▶ **What you have to do**
Write out the records again, starting with the line that contains "the white planter" and going on through the end of the records, requests included. Shift every number in the answer coordinates by -102 and leave all other lines unchanged.

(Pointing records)
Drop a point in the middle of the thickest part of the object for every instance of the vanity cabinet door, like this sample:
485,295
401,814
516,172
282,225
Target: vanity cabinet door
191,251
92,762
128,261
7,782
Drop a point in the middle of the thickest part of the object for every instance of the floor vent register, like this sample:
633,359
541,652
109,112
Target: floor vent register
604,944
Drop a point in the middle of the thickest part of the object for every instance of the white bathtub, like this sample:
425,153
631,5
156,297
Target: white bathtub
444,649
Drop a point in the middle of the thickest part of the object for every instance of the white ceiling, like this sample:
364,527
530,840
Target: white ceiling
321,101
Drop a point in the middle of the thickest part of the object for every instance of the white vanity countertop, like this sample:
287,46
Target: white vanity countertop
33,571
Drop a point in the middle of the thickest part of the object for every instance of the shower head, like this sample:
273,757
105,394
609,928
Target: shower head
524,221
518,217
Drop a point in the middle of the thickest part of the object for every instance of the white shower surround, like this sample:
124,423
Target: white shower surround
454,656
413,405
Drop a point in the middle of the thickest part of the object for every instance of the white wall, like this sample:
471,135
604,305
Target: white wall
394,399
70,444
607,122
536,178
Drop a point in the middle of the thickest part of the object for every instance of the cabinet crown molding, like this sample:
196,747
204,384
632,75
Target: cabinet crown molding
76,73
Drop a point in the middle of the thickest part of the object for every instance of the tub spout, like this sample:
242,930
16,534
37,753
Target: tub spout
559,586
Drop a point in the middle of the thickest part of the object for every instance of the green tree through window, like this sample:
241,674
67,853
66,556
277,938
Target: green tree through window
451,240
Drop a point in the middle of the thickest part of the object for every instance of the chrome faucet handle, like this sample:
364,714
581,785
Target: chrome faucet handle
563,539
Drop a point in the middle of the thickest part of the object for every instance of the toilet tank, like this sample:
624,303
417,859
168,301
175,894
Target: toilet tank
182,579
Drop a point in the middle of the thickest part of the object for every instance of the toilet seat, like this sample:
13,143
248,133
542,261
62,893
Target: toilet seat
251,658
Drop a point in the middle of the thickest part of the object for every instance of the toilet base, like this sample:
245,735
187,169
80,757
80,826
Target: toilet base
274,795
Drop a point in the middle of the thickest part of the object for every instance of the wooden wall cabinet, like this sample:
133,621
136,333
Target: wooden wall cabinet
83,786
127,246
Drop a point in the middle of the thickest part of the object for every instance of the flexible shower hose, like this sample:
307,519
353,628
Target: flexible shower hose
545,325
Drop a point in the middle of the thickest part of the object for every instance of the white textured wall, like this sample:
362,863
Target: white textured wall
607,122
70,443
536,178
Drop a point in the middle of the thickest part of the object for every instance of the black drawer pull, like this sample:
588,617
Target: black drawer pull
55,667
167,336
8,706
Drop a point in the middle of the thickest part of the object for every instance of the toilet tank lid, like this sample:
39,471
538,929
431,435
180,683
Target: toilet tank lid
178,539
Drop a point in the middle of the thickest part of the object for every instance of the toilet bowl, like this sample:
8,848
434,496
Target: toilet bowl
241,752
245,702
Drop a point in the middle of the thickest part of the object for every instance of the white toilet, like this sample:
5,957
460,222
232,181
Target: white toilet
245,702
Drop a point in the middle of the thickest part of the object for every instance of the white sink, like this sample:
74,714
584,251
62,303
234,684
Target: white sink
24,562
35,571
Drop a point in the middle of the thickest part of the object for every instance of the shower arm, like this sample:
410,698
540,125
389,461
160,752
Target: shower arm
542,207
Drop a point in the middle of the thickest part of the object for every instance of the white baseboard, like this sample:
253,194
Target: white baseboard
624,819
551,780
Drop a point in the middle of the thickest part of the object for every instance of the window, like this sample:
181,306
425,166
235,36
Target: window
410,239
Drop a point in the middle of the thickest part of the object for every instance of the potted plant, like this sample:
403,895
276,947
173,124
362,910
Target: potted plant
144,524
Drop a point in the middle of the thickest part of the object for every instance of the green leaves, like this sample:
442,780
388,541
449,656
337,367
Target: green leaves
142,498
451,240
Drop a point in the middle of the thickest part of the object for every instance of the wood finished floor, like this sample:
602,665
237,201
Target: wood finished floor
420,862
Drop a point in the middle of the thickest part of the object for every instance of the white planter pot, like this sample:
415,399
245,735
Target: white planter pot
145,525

▶ **Expected answer**
Drop a point in the middle of the thickest part of the object for every instance of the white planter pot, like this sample:
415,399
245,735
Target: white planter pot
43,423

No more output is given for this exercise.